> _Problem description_: Find every row below that contains the string "fence", matching case exactly, and copy each such row in full.

***** Records to use *****

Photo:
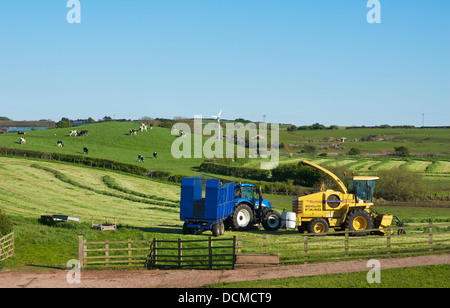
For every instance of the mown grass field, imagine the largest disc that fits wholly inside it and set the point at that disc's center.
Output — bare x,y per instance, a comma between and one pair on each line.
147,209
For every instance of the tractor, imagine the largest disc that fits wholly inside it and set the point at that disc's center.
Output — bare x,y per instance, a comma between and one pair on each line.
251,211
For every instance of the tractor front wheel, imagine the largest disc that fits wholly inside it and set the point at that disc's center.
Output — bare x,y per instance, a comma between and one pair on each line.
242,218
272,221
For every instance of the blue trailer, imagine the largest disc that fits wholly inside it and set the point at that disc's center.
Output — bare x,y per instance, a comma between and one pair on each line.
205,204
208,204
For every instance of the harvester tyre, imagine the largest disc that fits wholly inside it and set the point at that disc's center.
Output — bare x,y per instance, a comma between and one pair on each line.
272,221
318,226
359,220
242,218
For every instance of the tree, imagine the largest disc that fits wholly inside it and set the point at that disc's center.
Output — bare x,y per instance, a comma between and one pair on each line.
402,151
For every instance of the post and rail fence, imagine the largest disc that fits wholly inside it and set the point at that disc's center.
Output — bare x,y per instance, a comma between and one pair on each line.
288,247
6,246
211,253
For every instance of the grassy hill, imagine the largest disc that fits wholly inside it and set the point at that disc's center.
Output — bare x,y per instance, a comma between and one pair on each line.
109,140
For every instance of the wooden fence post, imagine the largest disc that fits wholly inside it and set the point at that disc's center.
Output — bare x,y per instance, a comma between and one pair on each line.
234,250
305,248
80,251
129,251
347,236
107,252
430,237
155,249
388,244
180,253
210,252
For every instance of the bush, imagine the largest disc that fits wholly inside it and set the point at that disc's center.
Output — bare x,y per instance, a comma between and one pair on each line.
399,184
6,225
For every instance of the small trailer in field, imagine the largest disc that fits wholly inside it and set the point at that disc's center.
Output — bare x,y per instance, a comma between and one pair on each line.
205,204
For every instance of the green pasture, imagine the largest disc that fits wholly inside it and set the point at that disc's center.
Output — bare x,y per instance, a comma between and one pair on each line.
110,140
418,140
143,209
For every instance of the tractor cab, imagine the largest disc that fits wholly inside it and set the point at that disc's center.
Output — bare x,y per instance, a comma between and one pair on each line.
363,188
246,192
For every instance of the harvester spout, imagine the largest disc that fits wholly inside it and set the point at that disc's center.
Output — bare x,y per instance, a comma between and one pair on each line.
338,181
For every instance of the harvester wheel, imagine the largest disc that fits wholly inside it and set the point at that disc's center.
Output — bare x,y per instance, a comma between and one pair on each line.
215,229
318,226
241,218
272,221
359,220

*****
***** Records to use *****

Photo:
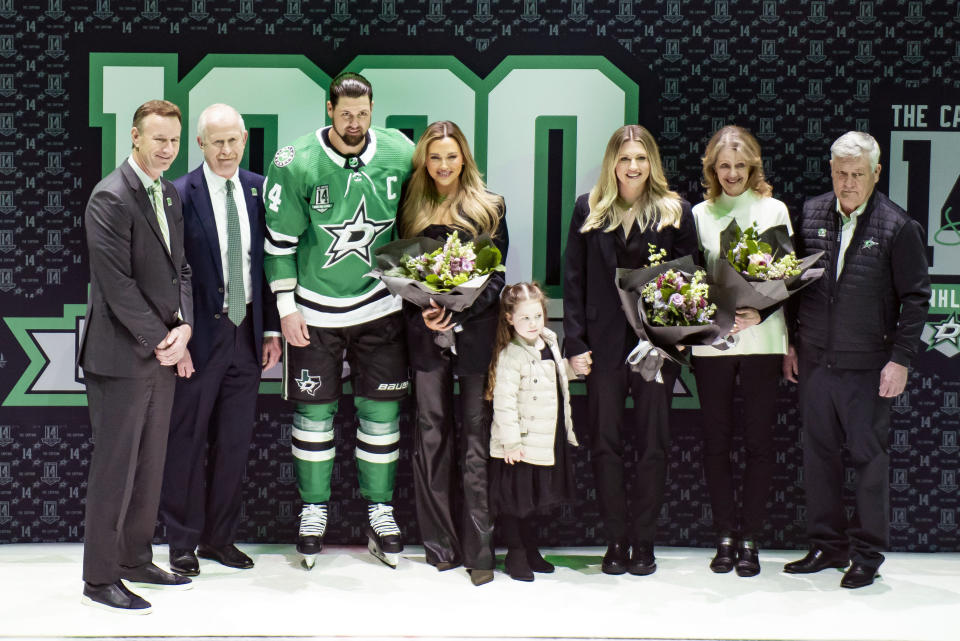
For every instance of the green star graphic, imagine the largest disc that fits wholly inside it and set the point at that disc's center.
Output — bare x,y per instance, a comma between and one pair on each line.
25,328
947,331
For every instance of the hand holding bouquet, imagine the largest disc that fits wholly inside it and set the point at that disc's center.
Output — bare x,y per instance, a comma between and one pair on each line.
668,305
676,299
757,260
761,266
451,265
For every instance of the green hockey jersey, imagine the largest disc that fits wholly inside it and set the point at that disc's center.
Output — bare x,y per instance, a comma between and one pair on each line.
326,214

*****
***** Records to use *****

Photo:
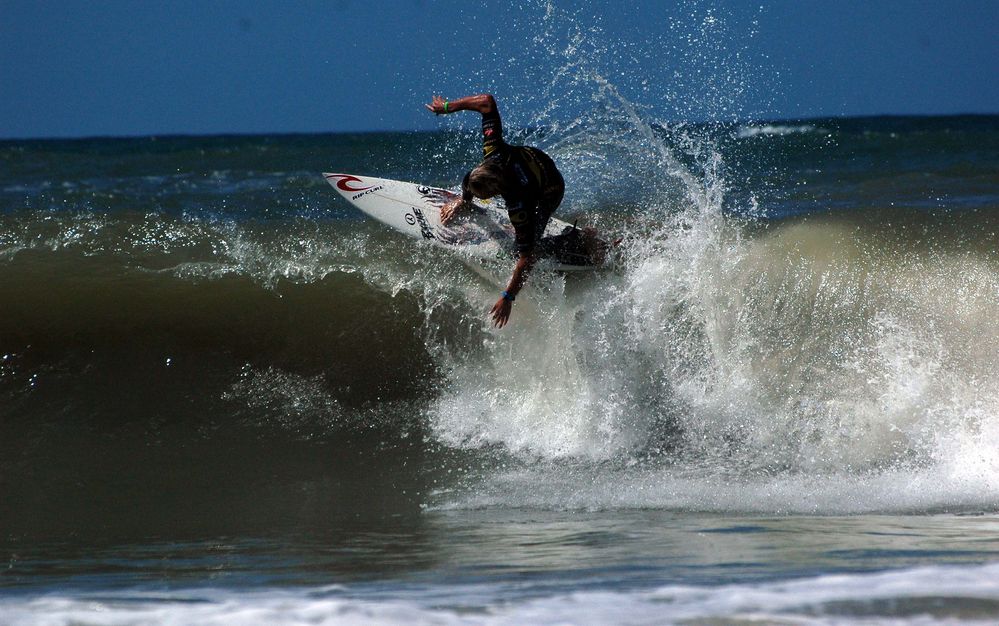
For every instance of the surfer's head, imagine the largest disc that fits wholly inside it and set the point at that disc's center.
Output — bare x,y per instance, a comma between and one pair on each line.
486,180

*****

> _Solution for this task_:
For every instance of the post and rail fence, imagine the largest disc that fits wholly inside it and set the point at that disc's center.
For every instance of the wooden fence post, imagine the largest disc that fits wholly inside it and set the point at that disc's center.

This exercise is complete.